BRONTEKST:

2 Vragenuur: Vragen Van der Staaij

Aan de orde is het mondelinge vragenuur, overeenkomstig artikel 136 van het Reglement van Orde. 

Vragen van het lid Van der Staaij aan de minister van Buitenlandse Zaken over het bloedbad dat is aangericht door Boko Haram in de Nigeriaanse grensplaats Baga. 

De heer Van der Staaij (SGP):

Voorzitter. Afgelopen week is Europa getroffen door brute terreur met de aanslagen in Parijs. In diezelfde tijd vond in Nigeria ook de zoveelste aanslag plaats door de jihadistische terreurbeweging Boko Haram. Boko Haram werkt systematisch aan de vorming van een kalifaat en beheerst momenteel een gebied zo groot als België. Een aanslag door Boko Haram in de grensplaats Baga haalde het nieuws, omdat er heel veel doden vielen, honderden. Amnesty International spreekt zelfs over mogelijk 2.000 burgerdoden: kinderen, vrouwen en ouderen.

MATERIAAL:
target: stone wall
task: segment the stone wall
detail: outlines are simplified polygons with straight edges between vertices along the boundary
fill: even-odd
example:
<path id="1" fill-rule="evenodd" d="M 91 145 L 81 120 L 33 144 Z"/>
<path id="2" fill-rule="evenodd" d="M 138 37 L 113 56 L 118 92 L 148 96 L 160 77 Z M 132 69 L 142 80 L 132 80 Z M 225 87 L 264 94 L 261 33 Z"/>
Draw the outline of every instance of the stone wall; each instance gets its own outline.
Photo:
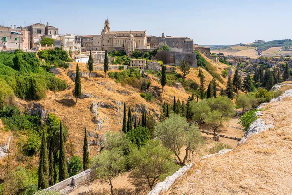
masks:
<path id="1" fill-rule="evenodd" d="M 180 53 L 159 51 L 156 55 L 158 60 L 162 61 L 165 64 L 180 66 L 183 60 L 192 67 L 197 67 L 197 58 L 194 53 Z"/>
<path id="2" fill-rule="evenodd" d="M 89 169 L 80 173 L 75 175 L 74 176 L 69 177 L 64 181 L 61 181 L 55 184 L 49 188 L 42 190 L 43 191 L 55 191 L 59 192 L 64 190 L 67 187 L 70 187 L 73 189 L 80 185 L 85 184 L 88 182 L 93 181 L 95 178 L 95 170 L 94 169 Z M 69 193 L 69 191 L 66 191 L 66 193 L 62 193 L 62 194 L 65 194 Z M 35 195 L 37 195 L 36 193 Z"/>

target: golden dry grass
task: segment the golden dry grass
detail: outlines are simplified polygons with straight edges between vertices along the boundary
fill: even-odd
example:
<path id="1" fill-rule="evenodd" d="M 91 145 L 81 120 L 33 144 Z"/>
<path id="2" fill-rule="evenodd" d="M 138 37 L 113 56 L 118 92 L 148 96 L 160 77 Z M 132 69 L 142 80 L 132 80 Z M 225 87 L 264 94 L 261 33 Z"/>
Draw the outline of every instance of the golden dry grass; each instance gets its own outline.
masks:
<path id="1" fill-rule="evenodd" d="M 292 98 L 264 107 L 274 128 L 220 156 L 195 164 L 167 195 L 290 195 Z"/>

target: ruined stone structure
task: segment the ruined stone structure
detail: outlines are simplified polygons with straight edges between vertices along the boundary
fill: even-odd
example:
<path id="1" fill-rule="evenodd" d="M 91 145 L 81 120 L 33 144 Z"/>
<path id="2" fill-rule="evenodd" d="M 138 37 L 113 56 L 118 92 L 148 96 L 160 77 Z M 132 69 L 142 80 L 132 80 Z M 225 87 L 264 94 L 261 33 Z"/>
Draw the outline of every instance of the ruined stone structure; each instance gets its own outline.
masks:
<path id="1" fill-rule="evenodd" d="M 93 36 L 93 50 L 124 50 L 128 54 L 136 49 L 146 48 L 146 31 L 110 31 L 110 24 L 107 18 L 101 34 Z"/>
<path id="2" fill-rule="evenodd" d="M 181 52 L 159 51 L 156 55 L 158 60 L 162 61 L 165 64 L 180 66 L 182 60 L 189 63 L 190 66 L 197 67 L 197 60 L 194 53 L 182 53 Z"/>
<path id="3" fill-rule="evenodd" d="M 147 36 L 147 46 L 151 49 L 158 49 L 167 45 L 171 51 L 190 53 L 193 51 L 193 40 L 186 37 L 165 37 L 164 33 L 161 37 Z"/>
<path id="4" fill-rule="evenodd" d="M 199 46 L 198 44 L 194 45 L 194 50 L 197 51 L 203 54 L 205 56 L 209 57 L 210 56 L 210 47 L 203 47 Z"/>

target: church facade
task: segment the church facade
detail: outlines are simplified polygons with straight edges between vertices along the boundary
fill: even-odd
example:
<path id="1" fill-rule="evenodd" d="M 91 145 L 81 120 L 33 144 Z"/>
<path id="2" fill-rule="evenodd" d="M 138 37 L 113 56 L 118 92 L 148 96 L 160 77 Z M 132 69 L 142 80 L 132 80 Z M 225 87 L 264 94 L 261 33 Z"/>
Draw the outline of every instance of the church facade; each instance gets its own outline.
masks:
<path id="1" fill-rule="evenodd" d="M 93 50 L 124 50 L 128 54 L 136 49 L 147 48 L 146 31 L 110 31 L 110 24 L 107 18 L 101 34 L 93 35 Z"/>

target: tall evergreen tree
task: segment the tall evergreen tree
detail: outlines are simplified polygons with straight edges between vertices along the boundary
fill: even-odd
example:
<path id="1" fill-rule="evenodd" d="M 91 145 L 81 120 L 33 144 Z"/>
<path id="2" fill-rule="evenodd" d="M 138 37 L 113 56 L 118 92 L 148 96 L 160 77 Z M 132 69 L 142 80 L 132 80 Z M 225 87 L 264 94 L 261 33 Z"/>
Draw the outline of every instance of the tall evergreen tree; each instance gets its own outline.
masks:
<path id="1" fill-rule="evenodd" d="M 85 127 L 84 127 L 84 141 L 83 142 L 83 170 L 86 170 L 89 168 L 89 152 L 88 151 L 88 143 Z"/>
<path id="2" fill-rule="evenodd" d="M 234 73 L 234 76 L 233 77 L 233 80 L 232 81 L 232 84 L 235 87 L 235 90 L 237 91 L 238 90 L 241 89 L 242 83 L 241 82 L 241 77 L 239 75 L 238 67 L 236 67 L 235 72 Z"/>
<path id="3" fill-rule="evenodd" d="M 46 132 L 43 130 L 40 153 L 39 153 L 39 166 L 38 167 L 38 189 L 45 189 L 49 187 L 49 162 Z"/>
<path id="4" fill-rule="evenodd" d="M 207 99 L 211 98 L 211 82 L 209 83 L 208 86 L 208 89 L 207 90 Z"/>
<path id="5" fill-rule="evenodd" d="M 285 66 L 285 70 L 284 70 L 284 73 L 283 74 L 283 80 L 285 81 L 290 77 L 290 74 L 289 73 L 289 66 L 288 64 L 286 64 Z"/>
<path id="6" fill-rule="evenodd" d="M 75 78 L 75 98 L 76 98 L 76 102 L 78 98 L 81 97 L 81 78 L 80 78 L 80 73 L 79 72 L 79 66 L 77 64 L 76 67 L 76 78 Z"/>
<path id="7" fill-rule="evenodd" d="M 175 113 L 176 112 L 175 110 L 176 109 L 176 102 L 175 101 L 175 96 L 174 98 L 173 98 L 173 112 Z"/>
<path id="8" fill-rule="evenodd" d="M 123 118 L 123 127 L 122 132 L 127 133 L 127 110 L 126 109 L 126 103 L 124 102 L 124 117 Z"/>
<path id="9" fill-rule="evenodd" d="M 104 71 L 106 78 L 107 78 L 107 72 L 109 70 L 109 59 L 108 58 L 108 52 L 106 50 L 105 52 L 105 59 L 104 60 Z"/>
<path id="10" fill-rule="evenodd" d="M 54 139 L 50 142 L 49 148 L 49 186 L 52 186 L 55 184 L 54 179 Z"/>
<path id="11" fill-rule="evenodd" d="M 271 89 L 272 89 L 272 87 L 273 86 L 274 83 L 274 76 L 273 75 L 273 74 L 272 73 L 272 72 L 269 71 L 268 74 L 268 81 L 266 84 L 266 88 L 267 90 L 269 91 Z"/>
<path id="12" fill-rule="evenodd" d="M 244 81 L 243 81 L 243 88 L 245 89 L 246 92 L 250 92 L 253 91 L 254 90 L 254 84 L 253 81 L 249 75 L 247 75 L 246 77 L 244 78 Z"/>
<path id="13" fill-rule="evenodd" d="M 67 178 L 68 174 L 67 168 L 67 161 L 65 153 L 65 147 L 64 146 L 64 135 L 63 133 L 63 128 L 62 122 L 60 123 L 60 155 L 59 159 L 59 182 L 62 181 Z"/>
<path id="14" fill-rule="evenodd" d="M 217 97 L 217 95 L 216 94 L 216 92 L 217 92 L 217 90 L 216 90 L 216 80 L 215 80 L 215 79 L 213 79 L 213 96 L 215 98 L 216 98 L 216 97 Z"/>
<path id="15" fill-rule="evenodd" d="M 204 82 L 205 82 L 205 76 L 202 72 L 201 74 L 200 77 L 200 87 L 199 88 L 199 91 L 200 95 L 200 99 L 203 99 L 204 98 L 204 91 L 205 90 L 205 87 L 204 85 Z"/>
<path id="16" fill-rule="evenodd" d="M 163 87 L 166 84 L 166 68 L 163 64 L 162 65 L 162 69 L 161 70 L 161 86 L 162 90 L 161 93 L 163 92 Z"/>
<path id="17" fill-rule="evenodd" d="M 227 86 L 225 92 L 226 96 L 230 99 L 232 99 L 234 98 L 234 93 L 233 93 L 233 85 L 231 81 L 231 76 L 228 77 L 228 81 L 227 81 Z"/>
<path id="18" fill-rule="evenodd" d="M 137 121 L 136 120 L 136 114 L 135 115 L 135 122 L 134 123 L 134 129 L 137 128 Z"/>
<path id="19" fill-rule="evenodd" d="M 132 125 L 132 113 L 131 112 L 131 108 L 129 107 L 129 112 L 128 113 L 128 119 L 127 123 L 127 133 L 129 133 L 133 128 Z"/>
<path id="20" fill-rule="evenodd" d="M 91 53 L 91 50 L 89 53 L 89 58 L 88 58 L 88 69 L 89 69 L 89 75 L 88 78 L 90 77 L 90 73 L 93 71 L 93 63 L 94 63 L 94 60 L 92 58 L 92 54 Z"/>

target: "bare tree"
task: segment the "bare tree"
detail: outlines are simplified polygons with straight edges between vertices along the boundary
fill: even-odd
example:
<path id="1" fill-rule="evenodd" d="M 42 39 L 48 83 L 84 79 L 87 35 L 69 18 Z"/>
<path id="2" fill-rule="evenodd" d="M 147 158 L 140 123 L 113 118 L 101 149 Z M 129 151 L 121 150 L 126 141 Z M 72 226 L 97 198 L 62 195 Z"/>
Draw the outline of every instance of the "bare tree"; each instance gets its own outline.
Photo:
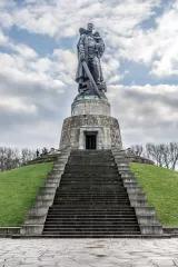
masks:
<path id="1" fill-rule="evenodd" d="M 0 147 L 0 171 L 20 167 L 34 158 L 34 150 Z"/>
<path id="2" fill-rule="evenodd" d="M 144 152 L 144 147 L 142 145 L 135 145 L 130 148 L 130 150 L 135 156 L 141 157 Z"/>

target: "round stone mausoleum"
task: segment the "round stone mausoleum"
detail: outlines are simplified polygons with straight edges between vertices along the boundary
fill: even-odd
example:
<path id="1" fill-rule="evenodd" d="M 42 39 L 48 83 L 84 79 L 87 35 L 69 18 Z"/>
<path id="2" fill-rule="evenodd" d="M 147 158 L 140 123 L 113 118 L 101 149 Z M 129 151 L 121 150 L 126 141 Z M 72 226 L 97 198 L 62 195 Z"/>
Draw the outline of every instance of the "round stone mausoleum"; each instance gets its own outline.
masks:
<path id="1" fill-rule="evenodd" d="M 71 117 L 65 119 L 60 149 L 122 148 L 119 123 L 110 116 L 107 98 L 78 96 L 71 105 Z"/>

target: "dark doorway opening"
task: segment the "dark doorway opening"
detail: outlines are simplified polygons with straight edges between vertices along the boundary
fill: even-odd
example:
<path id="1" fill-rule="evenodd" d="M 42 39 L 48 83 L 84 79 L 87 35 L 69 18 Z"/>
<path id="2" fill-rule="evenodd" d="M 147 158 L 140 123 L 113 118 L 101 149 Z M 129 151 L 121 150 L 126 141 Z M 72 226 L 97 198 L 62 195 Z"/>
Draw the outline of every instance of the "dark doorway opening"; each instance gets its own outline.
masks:
<path id="1" fill-rule="evenodd" d="M 97 149 L 97 132 L 86 132 L 86 149 Z"/>

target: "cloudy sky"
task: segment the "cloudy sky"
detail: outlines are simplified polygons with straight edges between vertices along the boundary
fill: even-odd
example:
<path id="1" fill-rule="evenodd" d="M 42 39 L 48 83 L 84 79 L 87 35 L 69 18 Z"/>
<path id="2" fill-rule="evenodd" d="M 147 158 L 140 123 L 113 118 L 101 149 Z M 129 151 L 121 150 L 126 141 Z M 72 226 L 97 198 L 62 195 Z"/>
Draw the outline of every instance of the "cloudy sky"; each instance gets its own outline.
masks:
<path id="1" fill-rule="evenodd" d="M 178 0 L 0 0 L 0 146 L 58 147 L 89 21 L 125 147 L 178 141 Z"/>

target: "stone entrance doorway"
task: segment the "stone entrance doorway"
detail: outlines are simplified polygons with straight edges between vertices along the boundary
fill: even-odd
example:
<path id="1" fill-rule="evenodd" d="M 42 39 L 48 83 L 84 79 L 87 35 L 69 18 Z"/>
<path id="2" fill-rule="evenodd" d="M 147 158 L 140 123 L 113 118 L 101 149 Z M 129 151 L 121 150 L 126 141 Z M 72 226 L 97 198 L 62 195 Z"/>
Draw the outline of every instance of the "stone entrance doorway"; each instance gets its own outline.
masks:
<path id="1" fill-rule="evenodd" d="M 86 132 L 86 149 L 97 149 L 97 131 Z"/>

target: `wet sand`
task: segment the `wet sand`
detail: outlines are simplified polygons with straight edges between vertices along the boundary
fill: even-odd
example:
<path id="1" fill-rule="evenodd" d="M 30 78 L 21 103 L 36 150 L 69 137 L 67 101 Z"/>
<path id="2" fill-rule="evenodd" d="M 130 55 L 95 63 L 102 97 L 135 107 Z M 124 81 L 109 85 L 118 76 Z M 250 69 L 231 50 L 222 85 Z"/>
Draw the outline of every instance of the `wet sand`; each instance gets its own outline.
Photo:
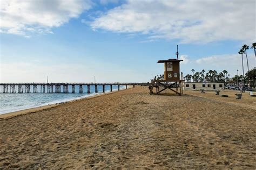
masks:
<path id="1" fill-rule="evenodd" d="M 2 119 L 0 169 L 256 168 L 256 110 L 184 93 L 137 87 Z"/>

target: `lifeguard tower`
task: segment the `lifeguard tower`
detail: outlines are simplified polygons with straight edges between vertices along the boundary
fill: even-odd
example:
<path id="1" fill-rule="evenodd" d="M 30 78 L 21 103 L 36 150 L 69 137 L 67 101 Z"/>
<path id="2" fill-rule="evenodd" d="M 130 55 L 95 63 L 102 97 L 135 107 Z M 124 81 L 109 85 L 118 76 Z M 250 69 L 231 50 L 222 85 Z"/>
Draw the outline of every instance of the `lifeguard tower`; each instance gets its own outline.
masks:
<path id="1" fill-rule="evenodd" d="M 178 59 L 178 51 L 177 45 L 177 59 L 170 59 L 166 60 L 159 60 L 157 63 L 164 63 L 164 75 L 161 77 L 157 78 L 154 77 L 153 80 L 152 80 L 151 86 L 149 88 L 150 90 L 150 94 L 154 94 L 153 89 L 154 87 L 156 88 L 157 94 L 160 94 L 163 91 L 169 89 L 173 91 L 176 94 L 181 95 L 182 91 L 182 82 L 184 80 L 180 79 L 180 62 L 183 60 Z M 160 87 L 163 88 L 160 90 Z"/>

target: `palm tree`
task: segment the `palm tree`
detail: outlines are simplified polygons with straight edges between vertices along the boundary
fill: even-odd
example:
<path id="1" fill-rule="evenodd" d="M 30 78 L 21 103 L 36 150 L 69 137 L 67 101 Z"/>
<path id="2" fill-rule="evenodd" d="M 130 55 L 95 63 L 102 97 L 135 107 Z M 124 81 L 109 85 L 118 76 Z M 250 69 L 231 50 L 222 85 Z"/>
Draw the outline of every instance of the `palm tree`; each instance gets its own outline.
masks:
<path id="1" fill-rule="evenodd" d="M 213 82 L 213 71 L 211 69 L 210 69 L 208 71 L 208 74 L 209 74 L 208 76 L 209 76 L 209 78 L 210 78 L 211 81 Z"/>
<path id="2" fill-rule="evenodd" d="M 246 56 L 246 60 L 247 61 L 247 69 L 248 69 L 247 72 L 248 72 L 249 71 L 249 65 L 248 63 L 248 58 L 247 58 L 247 53 L 246 52 L 246 49 L 249 49 L 249 46 L 247 46 L 246 44 L 244 44 L 244 45 L 242 46 L 242 48 L 244 49 L 245 51 L 245 55 Z"/>
<path id="3" fill-rule="evenodd" d="M 193 81 L 194 81 L 194 71 L 195 71 L 195 70 L 194 70 L 194 69 L 192 69 L 191 70 L 191 72 L 192 72 L 192 73 L 193 73 L 193 76 L 192 76 L 192 77 L 193 77 Z"/>
<path id="4" fill-rule="evenodd" d="M 253 42 L 252 44 L 252 47 L 251 47 L 251 48 L 253 48 L 254 49 L 254 55 L 256 58 L 256 42 Z"/>
<path id="5" fill-rule="evenodd" d="M 224 70 L 223 71 L 222 71 L 222 72 L 223 73 L 223 74 L 224 74 L 224 76 L 226 74 L 226 78 L 227 78 L 227 71 L 226 70 Z M 225 79 L 225 76 L 224 76 L 224 79 Z"/>
<path id="6" fill-rule="evenodd" d="M 245 73 L 245 76 L 248 80 L 250 80 L 250 87 L 252 87 L 253 86 L 253 83 L 252 82 L 253 82 L 253 88 L 255 88 L 255 80 L 256 79 L 256 69 L 252 69 L 249 70 L 248 72 L 246 72 L 246 73 Z"/>
<path id="7" fill-rule="evenodd" d="M 205 72 L 205 70 L 204 69 L 202 70 L 202 72 L 201 72 L 201 76 L 202 76 L 202 81 L 204 81 L 205 79 L 205 74 L 204 73 Z"/>
<path id="8" fill-rule="evenodd" d="M 243 48 L 241 49 L 238 52 L 238 54 L 242 55 L 242 75 L 244 75 L 244 77 L 245 73 L 244 72 L 244 60 L 242 59 L 242 54 L 245 54 L 245 51 L 244 50 L 244 49 Z"/>

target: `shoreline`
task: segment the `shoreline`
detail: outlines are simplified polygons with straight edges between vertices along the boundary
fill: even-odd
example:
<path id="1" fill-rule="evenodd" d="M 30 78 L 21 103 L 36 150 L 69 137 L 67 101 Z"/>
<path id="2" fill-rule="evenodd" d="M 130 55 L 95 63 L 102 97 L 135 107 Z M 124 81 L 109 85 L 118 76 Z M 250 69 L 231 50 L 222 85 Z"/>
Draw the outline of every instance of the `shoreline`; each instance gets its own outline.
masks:
<path id="1" fill-rule="evenodd" d="M 131 86 L 128 86 L 127 87 L 127 89 L 130 89 L 131 88 Z M 73 100 L 71 100 L 69 101 L 65 101 L 65 102 L 62 102 L 60 103 L 52 103 L 52 104 L 49 104 L 48 105 L 43 105 L 43 106 L 39 106 L 35 108 L 29 108 L 29 109 L 22 109 L 21 110 L 18 110 L 18 111 L 12 111 L 10 112 L 7 112 L 3 114 L 0 114 L 0 120 L 1 119 L 8 119 L 8 118 L 11 118 L 14 117 L 18 116 L 22 116 L 23 115 L 26 115 L 28 114 L 32 114 L 34 113 L 39 111 L 42 111 L 43 110 L 46 110 L 46 109 L 51 109 L 53 108 L 57 107 L 59 105 L 62 105 L 66 103 L 72 103 L 83 100 L 86 100 L 86 99 L 90 99 L 92 98 L 95 98 L 99 96 L 102 96 L 103 95 L 110 94 L 112 94 L 113 93 L 116 93 L 119 91 L 122 91 L 124 90 L 126 90 L 125 88 L 124 89 L 120 89 L 120 90 L 118 90 L 117 89 L 113 90 L 112 91 L 108 91 L 106 92 L 105 93 L 99 93 L 98 94 L 95 94 L 91 96 L 89 96 L 87 97 L 83 97 L 81 98 L 78 98 L 78 99 L 73 99 Z"/>

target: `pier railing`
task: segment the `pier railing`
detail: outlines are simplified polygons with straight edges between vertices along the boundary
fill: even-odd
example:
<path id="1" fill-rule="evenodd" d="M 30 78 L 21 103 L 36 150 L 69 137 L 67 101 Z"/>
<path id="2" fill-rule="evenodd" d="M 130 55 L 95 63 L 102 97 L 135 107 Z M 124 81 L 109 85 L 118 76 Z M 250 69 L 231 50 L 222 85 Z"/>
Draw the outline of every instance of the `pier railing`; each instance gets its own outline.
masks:
<path id="1" fill-rule="evenodd" d="M 127 86 L 149 86 L 149 83 L 0 83 L 0 86 L 3 87 L 3 93 L 15 93 L 16 89 L 18 93 L 31 93 L 30 86 L 33 88 L 32 92 L 36 93 L 62 93 L 61 86 L 63 87 L 63 93 L 69 93 L 69 86 L 71 86 L 71 92 L 75 93 L 75 86 L 79 86 L 79 93 L 83 93 L 83 86 L 87 86 L 87 93 L 91 93 L 90 87 L 95 86 L 95 93 L 98 93 L 98 86 L 102 86 L 103 92 L 105 93 L 105 86 L 110 86 L 110 91 L 112 91 L 112 86 L 118 86 L 118 90 L 120 90 L 120 86 L 125 86 L 127 89 Z M 38 90 L 39 86 L 40 90 Z M 10 88 L 9 88 L 10 87 Z M 16 87 L 17 88 L 16 88 Z M 25 91 L 23 91 L 23 87 L 25 87 Z M 53 87 L 55 87 L 53 88 Z M 47 90 L 45 90 L 46 87 Z M 9 90 L 10 89 L 10 90 Z M 55 89 L 55 90 L 53 90 Z"/>

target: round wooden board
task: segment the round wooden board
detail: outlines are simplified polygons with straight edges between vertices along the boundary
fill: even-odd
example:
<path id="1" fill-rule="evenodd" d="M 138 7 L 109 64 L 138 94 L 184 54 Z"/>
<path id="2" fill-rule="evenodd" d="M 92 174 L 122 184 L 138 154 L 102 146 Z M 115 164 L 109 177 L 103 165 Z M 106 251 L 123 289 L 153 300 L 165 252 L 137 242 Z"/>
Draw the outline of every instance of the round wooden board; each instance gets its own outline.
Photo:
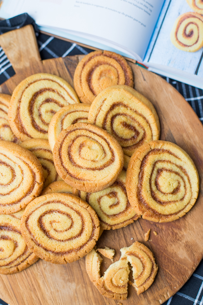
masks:
<path id="1" fill-rule="evenodd" d="M 72 86 L 75 69 L 82 57 L 40 61 L 31 26 L 1 35 L 0 45 L 16 73 L 0 87 L 0 92 L 5 93 L 11 93 L 22 80 L 39 72 L 59 75 Z M 158 113 L 161 139 L 176 143 L 187 152 L 194 160 L 200 178 L 197 202 L 182 218 L 161 224 L 140 218 L 125 228 L 104 231 L 97 244 L 98 247 L 107 246 L 115 249 L 114 261 L 120 258 L 120 249 L 129 246 L 134 241 L 149 247 L 159 266 L 155 281 L 139 296 L 129 286 L 127 299 L 121 303 L 124 305 L 158 305 L 180 289 L 202 257 L 203 126 L 189 105 L 170 84 L 158 76 L 129 63 L 134 74 L 135 88 L 151 101 Z M 149 240 L 145 242 L 144 234 L 149 228 Z M 108 259 L 104 259 L 102 274 L 111 262 Z M 10 305 L 115 305 L 119 302 L 100 294 L 86 273 L 84 257 L 64 265 L 40 260 L 19 273 L 1 275 L 0 297 Z"/>

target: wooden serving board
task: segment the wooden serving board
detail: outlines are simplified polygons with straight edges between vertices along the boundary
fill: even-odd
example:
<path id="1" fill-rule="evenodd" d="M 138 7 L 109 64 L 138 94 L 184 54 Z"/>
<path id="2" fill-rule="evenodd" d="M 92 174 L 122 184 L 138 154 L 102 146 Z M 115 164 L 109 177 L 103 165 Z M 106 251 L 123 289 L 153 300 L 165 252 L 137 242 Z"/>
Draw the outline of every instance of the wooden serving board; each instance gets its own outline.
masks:
<path id="1" fill-rule="evenodd" d="M 58 75 L 73 86 L 74 71 L 83 56 L 41 61 L 31 26 L 0 36 L 0 45 L 16 73 L 1 85 L 0 92 L 11 94 L 25 77 L 41 72 Z M 115 249 L 114 261 L 120 258 L 120 249 L 134 241 L 149 247 L 159 266 L 154 283 L 139 296 L 129 286 L 127 300 L 120 303 L 158 305 L 180 289 L 203 256 L 203 126 L 189 104 L 172 86 L 158 75 L 129 64 L 134 74 L 135 88 L 151 101 L 158 113 L 161 139 L 175 143 L 186 151 L 194 160 L 200 178 L 197 202 L 181 218 L 161 224 L 140 218 L 125 228 L 104 231 L 97 244 L 98 247 L 107 246 Z M 149 228 L 150 240 L 145 242 L 144 234 Z M 153 231 L 157 233 L 157 236 Z M 102 274 L 111 263 L 104 259 Z M 10 305 L 115 305 L 119 302 L 100 294 L 87 274 L 85 257 L 62 265 L 40 260 L 21 272 L 1 275 L 0 297 Z"/>

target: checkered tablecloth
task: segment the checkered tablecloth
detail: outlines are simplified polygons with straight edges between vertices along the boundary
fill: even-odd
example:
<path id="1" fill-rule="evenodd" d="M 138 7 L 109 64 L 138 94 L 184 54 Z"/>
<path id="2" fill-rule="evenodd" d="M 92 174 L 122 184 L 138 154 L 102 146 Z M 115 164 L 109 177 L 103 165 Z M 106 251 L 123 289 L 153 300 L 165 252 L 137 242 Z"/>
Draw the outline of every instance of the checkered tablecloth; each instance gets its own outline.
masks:
<path id="1" fill-rule="evenodd" d="M 92 50 L 40 33 L 37 37 L 43 59 L 87 54 Z M 15 74 L 6 55 L 0 48 L 0 84 Z M 203 124 L 203 91 L 198 88 L 164 77 L 184 97 Z M 187 282 L 164 305 L 203 305 L 203 260 Z M 0 305 L 7 303 L 0 299 Z M 12 305 L 12 304 L 11 304 Z"/>

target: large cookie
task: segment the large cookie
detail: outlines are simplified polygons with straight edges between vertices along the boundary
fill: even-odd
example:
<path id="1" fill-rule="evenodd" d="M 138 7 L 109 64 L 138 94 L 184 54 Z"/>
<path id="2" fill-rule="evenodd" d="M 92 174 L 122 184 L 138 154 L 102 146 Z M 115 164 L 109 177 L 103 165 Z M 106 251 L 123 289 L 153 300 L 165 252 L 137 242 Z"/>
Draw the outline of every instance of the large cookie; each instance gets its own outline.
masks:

OPDRACHTEN:
(a) Haal uit de brontekst letterlijk alles vanaf "De heer Van" tot en met "vrouwen en ouderen.".
(b) Beantwoord alstublieft deze vragen over de brontekst, elk antwoord op een eigen regel met hetzelfde teken:
(i) Volgens welk artikel van het Reglement van Orde wordt het vragenuur gehouden?
(ii) Van welke partij is de heer Van der Staaij lid?
(iii) Over hoeveel burgerdoden spreekt Amnesty International mogelijk?
(c) Vertaal de zin "Boko Haram werkt systematisch aan de vorming van een kalifaat en beheerst momenteel een gebied zo groot als België." uit de brontekst in het Engels.
De regels staan los van de brontekst.

UITWERKINGEN:
(a)
De heer Van der Staaij (SGP):

Voorzitter. Afgelopen week is Europa getroffen door brute terreur met de aanslagen in Parijs. In diezelfde tijd vond in Nigeria ook de zoveelste aanslag plaats door de jihadistische terreurbeweging Boko Haram. Boko Haram werkt systematisch aan de vorming van een kalifaat en beheerst momenteel een gebied zo groot als België. Een aanslag door Boko Haram in de grensplaats Baga haalde het nieuws, omdat er heel veel doden vielen, honderden. Amnesty International spreekt zelfs over mogelijk 2.000 burgerdoden: kinderen, vrouwen en ouderen.

(b)
(i) Artikel 136
(ii) De SGP
(iii) Mogelijk 2.000

(c) Boko Haram is systematically working toward the formation of a caliphate and currently controls an area the size of Belgium.